> 引用文
========================================================================
今回は、私自身の研究を振り返ってみたら、色々回り道はしたけれど、結局はスポーツだった、という話です。

ところで、回り道というのはいいですね。私は習性として回り道を得意としていると思います。大学に行くにしても、大学から帰るにしても、ついついどこか寄ってしまいたくなるし、家族で外出しても、ついつい目的のお店以外の場所に立ち寄りたくなる。外国の街を歩いていてもそうです。こっちの道に行くと遠回りになるし、目的の方向とは違うのだけど、なんとなくそっちに足が向いてしまう。もはや、これは悪癖と言ってもいい。ただ、そうした当初のルートとは異なる道すがらに出会う何かを楽しみにしているんですね。思い通りに行かないことにワクワクする人間なのだと思います。

なぜ、回り道したくなるのか。

きっとそれは私自身が一番、私の考えることを信用していないからです。ここに行こうとか、こうしてみようとか、これがしたいんだとか、そういう一見すると自由意志のように思える私の思考や行動が導く先というのは案外、つまらないものです。だから、飽きてくる。慣れ親しんだ自分のパターンを崩して偶然の出会いを待つのは、そうした飽きから逃げたいからですね。
========================================================================
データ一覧
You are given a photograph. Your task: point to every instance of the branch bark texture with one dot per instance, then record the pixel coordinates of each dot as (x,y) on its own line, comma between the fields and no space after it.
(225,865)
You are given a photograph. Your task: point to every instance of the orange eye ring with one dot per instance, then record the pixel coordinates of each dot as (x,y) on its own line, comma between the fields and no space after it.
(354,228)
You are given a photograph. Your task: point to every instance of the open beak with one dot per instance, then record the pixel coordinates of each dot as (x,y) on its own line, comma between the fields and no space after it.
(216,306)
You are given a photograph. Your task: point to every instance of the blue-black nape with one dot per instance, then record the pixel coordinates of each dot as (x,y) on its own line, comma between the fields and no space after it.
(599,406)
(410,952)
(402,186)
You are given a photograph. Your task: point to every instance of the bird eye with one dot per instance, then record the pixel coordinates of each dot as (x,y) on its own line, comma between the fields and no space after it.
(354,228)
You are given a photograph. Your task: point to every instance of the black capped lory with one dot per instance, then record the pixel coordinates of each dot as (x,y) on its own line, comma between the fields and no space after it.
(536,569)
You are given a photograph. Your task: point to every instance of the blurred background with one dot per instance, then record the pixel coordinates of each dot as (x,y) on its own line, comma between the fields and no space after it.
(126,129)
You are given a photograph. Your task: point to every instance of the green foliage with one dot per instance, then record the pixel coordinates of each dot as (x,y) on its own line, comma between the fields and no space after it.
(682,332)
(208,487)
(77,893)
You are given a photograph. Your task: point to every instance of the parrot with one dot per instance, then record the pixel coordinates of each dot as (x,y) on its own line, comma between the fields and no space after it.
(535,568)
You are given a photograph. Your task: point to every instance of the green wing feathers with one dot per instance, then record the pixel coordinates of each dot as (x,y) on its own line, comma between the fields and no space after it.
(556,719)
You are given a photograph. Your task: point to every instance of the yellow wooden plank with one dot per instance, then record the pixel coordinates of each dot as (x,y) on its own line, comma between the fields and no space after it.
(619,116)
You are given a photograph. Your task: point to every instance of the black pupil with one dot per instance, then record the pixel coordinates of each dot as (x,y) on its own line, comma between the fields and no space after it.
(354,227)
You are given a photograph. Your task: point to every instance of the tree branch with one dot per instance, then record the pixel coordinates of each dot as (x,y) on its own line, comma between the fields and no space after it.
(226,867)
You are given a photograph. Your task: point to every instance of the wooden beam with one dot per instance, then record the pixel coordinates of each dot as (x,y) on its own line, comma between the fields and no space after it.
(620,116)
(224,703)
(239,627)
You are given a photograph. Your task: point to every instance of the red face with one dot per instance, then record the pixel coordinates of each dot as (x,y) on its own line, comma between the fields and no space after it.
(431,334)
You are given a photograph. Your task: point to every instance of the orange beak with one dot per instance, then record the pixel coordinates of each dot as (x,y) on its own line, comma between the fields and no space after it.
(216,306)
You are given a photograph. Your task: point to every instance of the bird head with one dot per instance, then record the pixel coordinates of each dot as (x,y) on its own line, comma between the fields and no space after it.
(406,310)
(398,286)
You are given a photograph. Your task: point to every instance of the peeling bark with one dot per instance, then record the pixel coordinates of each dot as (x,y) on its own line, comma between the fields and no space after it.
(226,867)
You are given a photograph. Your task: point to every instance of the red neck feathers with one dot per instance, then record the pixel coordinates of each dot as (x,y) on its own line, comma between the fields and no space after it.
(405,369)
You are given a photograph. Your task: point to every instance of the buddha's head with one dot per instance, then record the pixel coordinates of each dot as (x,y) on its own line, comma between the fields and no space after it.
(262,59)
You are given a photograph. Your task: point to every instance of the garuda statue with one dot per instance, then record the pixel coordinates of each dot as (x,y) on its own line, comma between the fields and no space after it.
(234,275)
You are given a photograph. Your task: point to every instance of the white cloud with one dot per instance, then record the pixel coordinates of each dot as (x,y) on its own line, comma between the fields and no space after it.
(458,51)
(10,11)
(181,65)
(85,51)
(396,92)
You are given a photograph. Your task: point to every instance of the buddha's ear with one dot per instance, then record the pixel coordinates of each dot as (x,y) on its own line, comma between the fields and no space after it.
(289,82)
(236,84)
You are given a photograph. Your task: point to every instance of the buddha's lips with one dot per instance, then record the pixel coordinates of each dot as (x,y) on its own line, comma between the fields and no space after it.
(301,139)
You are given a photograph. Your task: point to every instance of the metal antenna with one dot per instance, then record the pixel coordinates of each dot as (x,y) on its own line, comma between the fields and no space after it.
========================================================================
> 問題文
引用文では、書き手が回り道をしたくなる理由を何だと述べていますか。

> 回答
自分の考えることを、自分自身が一番信用していないからです。